I went to Mass this morning and noticed that during it the priest made the sign of the cross on his forehead, mouth, and then chest.

Why did he do it three times?

Thanks!

Aaron

  { What does this crossing on the forehead, mouth, and then chest mean? }

Mike replied:

Hi, Aaron —

Great to hear from you! I hope you are enjoying the FREE Catechism of the Catholic Church I sent you.

He probably did it before reading the Gospels where he speaks the VERY Words of Our Blessed Lord Jesus.

What does this mean? All priest, and the faithful, should be saying to themselves:

May the Word of God be (on my mind, he crossed his forehead), (on my mouth,
he crosses his lips) and (in my heart, or soul and he crosses his chest.)

You said:
Why did he do it three times?

As a sign of the Trinity into which all Christians are baptized.

This may be difficult to grasp coming from a Mormon background, but let me try.

The Trinity is a mystery BUT just because it is a mystery, it doesn't mean we don't know anything about it.

A mystery in the Catholic Church is something we can know partially but not totally
until the everlasting life to come. We can obtain this everlasting life, due to Our Lord's Jesus' Resurrection from the dead, if we persevere to the end in holiness as St. Paul recommends.

From the Catechism:

253 The Trinity is One. We do not confess three Gods, but one God in three persons, the "consubstantial Trinity". The divine persons do not share the one divinity among themselves but each of them is God whole and entire: "The Father is that which the Son is, the Son that which the Father is, the Father and the Son that which the Holy Spirit is, i.e. by nature one God." In the words of the Fourth Lateran Council (1215), "Each of the persons is that supreme reality, viz., the divine substance, essence or nature.

consubstantial means with ONE substance

From the Fourth Lateran Council:

1. Confession of Faith

We firmly believe and simply confess that there is only one true God, eternal and immeasurable, almighty, unchangeable, incomprehensible and ineffable, Father, Son and holy Spirit, three persons but one absolutely simple essence, substance or nature {1}. The Father is from none, the Son from the Father alone, and the holy Spirit from both equally, eternally without beginning or end; the Father generating, the Son being born, and the holy Spirit proceeding; consubstantial and coequal, co-omnipotent and coeternal; one principle of all things, creator of all things invisible and visible, spiritual and corporeal; who by his almighty power at the beginning of time created from nothing both spiritual and corporeal creatures, that is to say angelic and earthly, and then created human beings composed as it were of both spirit and body in common. The devil and other demons were created by God naturally good, but they became evil by their own doing. Man, however, sinned at the prompting of the devil.

Records pointing to named objects:

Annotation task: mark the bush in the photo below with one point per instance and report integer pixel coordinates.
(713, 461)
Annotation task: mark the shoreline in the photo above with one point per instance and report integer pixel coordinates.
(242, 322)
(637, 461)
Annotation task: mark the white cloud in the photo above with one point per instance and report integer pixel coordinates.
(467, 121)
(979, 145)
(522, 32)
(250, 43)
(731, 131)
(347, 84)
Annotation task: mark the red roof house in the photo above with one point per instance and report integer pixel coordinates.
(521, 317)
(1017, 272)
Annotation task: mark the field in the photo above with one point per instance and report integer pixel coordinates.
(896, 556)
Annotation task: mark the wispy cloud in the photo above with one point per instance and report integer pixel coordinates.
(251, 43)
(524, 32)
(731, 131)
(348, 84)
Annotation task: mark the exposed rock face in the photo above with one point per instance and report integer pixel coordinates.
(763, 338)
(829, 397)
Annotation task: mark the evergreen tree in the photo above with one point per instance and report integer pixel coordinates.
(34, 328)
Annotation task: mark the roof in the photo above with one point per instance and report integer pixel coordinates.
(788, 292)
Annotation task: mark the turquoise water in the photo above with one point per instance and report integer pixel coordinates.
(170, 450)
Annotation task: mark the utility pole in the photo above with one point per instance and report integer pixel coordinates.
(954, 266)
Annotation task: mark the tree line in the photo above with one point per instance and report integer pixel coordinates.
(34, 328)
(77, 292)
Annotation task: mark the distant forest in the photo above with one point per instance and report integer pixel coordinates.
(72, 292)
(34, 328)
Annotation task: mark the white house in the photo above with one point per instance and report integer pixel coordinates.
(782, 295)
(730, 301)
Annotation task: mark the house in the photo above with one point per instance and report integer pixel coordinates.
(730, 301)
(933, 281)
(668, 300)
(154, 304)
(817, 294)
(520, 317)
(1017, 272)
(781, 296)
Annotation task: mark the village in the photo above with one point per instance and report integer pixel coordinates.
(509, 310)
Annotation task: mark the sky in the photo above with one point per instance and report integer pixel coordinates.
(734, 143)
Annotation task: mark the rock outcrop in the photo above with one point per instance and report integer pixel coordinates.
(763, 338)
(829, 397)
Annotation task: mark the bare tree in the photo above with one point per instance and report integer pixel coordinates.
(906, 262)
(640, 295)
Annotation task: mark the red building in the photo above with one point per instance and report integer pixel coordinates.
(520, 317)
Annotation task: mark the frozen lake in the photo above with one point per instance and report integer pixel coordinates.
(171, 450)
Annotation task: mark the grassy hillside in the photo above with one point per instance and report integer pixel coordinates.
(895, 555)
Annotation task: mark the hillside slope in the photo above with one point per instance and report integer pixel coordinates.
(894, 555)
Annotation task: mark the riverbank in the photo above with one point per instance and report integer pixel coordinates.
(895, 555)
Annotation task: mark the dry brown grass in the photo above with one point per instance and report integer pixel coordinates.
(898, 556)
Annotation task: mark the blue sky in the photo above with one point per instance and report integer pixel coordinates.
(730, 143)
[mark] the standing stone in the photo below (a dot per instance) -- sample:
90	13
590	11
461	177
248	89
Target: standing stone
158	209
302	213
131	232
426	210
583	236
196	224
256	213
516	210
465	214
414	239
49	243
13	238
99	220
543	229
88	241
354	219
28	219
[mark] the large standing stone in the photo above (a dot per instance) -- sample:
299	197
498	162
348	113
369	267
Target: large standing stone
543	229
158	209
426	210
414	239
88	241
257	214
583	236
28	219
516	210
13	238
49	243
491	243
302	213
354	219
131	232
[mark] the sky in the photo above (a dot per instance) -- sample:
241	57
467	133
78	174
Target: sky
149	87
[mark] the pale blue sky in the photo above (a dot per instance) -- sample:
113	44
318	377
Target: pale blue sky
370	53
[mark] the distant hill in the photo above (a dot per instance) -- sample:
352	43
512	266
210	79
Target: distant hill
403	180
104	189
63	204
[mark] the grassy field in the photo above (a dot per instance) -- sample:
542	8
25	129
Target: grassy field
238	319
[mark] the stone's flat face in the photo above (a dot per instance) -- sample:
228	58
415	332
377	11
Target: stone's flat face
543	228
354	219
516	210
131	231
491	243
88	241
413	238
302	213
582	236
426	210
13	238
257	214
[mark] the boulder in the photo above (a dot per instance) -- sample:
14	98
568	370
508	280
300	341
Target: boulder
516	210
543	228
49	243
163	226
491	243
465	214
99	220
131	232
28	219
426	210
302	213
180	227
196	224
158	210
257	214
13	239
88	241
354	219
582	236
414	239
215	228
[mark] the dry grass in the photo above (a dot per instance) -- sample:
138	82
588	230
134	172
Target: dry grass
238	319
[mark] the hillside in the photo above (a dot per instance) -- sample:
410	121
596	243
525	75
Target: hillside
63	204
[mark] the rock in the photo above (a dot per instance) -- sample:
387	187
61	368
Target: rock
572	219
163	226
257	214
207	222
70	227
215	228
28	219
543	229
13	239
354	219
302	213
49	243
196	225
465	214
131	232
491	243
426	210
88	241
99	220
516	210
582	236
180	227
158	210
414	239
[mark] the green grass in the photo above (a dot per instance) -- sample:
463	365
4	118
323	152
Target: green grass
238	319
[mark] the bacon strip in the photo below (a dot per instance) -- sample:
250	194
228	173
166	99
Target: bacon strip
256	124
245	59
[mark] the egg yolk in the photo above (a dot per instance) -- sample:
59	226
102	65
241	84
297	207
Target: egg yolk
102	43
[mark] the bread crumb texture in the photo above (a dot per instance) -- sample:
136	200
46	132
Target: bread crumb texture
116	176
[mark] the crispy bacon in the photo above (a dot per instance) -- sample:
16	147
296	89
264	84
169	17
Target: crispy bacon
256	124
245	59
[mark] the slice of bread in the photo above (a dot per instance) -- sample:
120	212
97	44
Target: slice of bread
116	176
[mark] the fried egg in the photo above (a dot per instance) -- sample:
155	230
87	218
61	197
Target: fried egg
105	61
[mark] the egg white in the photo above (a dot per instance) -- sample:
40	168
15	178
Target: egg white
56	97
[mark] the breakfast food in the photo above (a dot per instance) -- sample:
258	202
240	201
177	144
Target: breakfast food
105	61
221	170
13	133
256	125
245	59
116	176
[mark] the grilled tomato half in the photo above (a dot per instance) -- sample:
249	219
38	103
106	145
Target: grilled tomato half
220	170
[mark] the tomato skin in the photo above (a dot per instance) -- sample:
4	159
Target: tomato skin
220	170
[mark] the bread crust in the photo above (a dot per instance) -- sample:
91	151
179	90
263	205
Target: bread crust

WORK INSTRUCTIONS |
• a. Can you repeat the passage on the priest's sign of the cross from "This may be" up to and including "anything about it."?
• b. Will you go on with the passage on the priest's sign of the cross, starting right after its last sentence?
The material here was taken from a separate source.

ANSWERS PROVIDED |
• a.
This may be difficult to grasp coming from a Mormon background, but let me try.

The Trinity is a mystery BUT just because it is a mystery, it doesn't mean we don't know anything about it.

• b.
This holy Trinity, which is undivided according to its common essence but distinct according to the properties of its persons, gave the teaching of salvation to the human race through Moses and the holy prophets and his other servants, according to the most appropriate disposition of the times. Finally the only-begotten Son of God, Jesus Christ, who became incarnate by the action of the whole Trinity in common and was conceived from the ever virgin Mary through the cooperation of the holy Spirit, having become true man, composed of a rational soul and human flesh, one person in two natures, showed more clearly the way of life. Although he is immortal and unable to suffer according to his divinity, he was made capable of suffering and dying according to his humanity. Indeed, having suffered and died on the wood of the cross for the salvation of the human race, he descended to the underworld, rose from the dead and ascended into heaven. He descended in the soul, rose in the flesh, and ascended in both. He will come at the end of time to judge the living and the dead, to render to every person according to his works, both to the reprobate and to the elect. All of them will rise with their own bodies, which they now wear, so as to receive according to their deserts, whether these be good or bad; for the latter perpetual punishment with the devil, for the former eternal glory with Christ.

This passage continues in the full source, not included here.